- _The problem_
Using the entries below, quote exactly the span of lines that begins with the line containing "of the coiled" and ends with the final line.

- _Data for the task_

Begin

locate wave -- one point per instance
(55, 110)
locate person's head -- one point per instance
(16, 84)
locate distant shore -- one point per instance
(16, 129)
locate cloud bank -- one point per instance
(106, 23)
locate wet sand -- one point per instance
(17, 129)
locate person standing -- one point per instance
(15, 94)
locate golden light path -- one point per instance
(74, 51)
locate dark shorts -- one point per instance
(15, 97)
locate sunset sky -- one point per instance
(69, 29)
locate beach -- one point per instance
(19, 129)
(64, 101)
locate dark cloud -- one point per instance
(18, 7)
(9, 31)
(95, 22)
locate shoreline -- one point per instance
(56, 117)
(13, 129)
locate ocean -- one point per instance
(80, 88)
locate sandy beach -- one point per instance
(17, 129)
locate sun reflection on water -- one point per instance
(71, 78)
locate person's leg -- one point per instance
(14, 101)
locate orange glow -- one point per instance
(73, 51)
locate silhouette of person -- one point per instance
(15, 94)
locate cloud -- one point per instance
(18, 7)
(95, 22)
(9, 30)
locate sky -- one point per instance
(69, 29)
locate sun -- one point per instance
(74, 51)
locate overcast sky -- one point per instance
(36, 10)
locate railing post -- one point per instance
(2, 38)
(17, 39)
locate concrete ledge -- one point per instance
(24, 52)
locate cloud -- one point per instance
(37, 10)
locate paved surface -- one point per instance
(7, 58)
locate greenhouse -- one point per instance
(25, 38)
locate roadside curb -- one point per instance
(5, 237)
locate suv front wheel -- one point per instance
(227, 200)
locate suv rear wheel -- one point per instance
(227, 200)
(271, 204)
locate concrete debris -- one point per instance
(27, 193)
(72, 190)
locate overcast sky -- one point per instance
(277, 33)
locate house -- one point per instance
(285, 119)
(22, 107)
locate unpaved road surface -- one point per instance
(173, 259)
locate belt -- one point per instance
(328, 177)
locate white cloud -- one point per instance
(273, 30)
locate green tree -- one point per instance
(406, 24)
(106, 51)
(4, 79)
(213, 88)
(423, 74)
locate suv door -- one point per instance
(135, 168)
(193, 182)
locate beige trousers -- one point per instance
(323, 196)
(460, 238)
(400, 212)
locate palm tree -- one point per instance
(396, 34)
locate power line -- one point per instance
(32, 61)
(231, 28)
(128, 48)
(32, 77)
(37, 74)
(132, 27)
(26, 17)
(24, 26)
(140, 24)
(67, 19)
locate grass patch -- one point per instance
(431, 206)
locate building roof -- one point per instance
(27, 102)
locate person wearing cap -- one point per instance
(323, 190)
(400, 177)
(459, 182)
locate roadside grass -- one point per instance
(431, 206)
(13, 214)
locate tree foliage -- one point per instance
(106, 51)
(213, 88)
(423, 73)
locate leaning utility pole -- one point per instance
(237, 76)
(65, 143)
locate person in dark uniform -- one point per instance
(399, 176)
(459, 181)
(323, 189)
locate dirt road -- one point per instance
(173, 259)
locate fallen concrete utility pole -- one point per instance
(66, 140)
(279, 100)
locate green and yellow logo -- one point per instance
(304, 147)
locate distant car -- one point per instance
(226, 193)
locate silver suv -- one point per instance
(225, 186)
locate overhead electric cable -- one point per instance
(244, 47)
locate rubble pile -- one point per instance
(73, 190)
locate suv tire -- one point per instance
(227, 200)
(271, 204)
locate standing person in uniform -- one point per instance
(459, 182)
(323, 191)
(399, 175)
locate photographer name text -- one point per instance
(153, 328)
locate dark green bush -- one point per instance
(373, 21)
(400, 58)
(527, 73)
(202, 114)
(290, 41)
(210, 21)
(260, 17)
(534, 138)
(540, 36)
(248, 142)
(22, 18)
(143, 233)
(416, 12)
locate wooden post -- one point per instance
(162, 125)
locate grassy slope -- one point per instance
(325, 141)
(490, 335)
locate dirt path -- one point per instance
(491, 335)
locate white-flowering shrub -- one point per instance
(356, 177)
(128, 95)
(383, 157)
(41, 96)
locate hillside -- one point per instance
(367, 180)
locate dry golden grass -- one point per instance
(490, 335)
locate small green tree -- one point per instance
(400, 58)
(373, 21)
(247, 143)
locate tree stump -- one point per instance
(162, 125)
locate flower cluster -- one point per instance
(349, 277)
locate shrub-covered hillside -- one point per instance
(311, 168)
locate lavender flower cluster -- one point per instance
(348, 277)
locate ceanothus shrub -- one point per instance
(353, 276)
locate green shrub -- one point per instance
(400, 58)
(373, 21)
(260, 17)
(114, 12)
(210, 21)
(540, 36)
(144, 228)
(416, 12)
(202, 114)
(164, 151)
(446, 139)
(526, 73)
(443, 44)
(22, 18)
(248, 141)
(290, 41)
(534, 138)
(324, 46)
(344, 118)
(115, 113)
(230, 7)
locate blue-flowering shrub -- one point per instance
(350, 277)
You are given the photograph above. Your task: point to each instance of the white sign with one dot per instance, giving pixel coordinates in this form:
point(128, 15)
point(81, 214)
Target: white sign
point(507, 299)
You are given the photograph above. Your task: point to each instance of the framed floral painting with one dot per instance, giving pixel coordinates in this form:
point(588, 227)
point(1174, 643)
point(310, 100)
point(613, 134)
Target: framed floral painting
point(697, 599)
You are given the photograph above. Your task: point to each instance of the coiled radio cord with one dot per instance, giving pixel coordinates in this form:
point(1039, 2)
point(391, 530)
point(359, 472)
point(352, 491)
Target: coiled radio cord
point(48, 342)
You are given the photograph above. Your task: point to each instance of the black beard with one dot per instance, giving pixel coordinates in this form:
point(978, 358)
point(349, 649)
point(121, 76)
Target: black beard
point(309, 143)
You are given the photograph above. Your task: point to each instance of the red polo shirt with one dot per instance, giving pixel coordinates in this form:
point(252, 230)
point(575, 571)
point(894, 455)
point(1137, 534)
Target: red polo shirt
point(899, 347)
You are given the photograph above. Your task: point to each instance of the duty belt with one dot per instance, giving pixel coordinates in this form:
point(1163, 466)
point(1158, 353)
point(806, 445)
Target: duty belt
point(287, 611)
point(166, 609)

End

- _Response below_
You are given the photograph above. Your task: point to each instance of the coiled radio cord with one dot per instance, giving pixel coordinates in this form:
point(1039, 2)
point(391, 530)
point(359, 472)
point(352, 491)
Target: coiled radio cord
point(48, 342)
You are given the photograph above. Your task: point to each instance of the black beard with one dot per instance, giving pixel coordinates in this form:
point(978, 358)
point(349, 649)
point(121, 76)
Target: black beard
point(309, 143)
You are given the photograph above. Your task: point to each instance of the red polo shirt with one dot per instance, giving pixel coordinates in this form:
point(252, 230)
point(575, 571)
point(894, 455)
point(1137, 534)
Target: red polo shirt
point(899, 347)
You are given the photograph above. Your task: point to each instance of the duty belt with one dot per instance, giving pixel coordinates in this form:
point(1163, 466)
point(1158, 353)
point(806, 445)
Target: duty belt
point(287, 611)
point(166, 609)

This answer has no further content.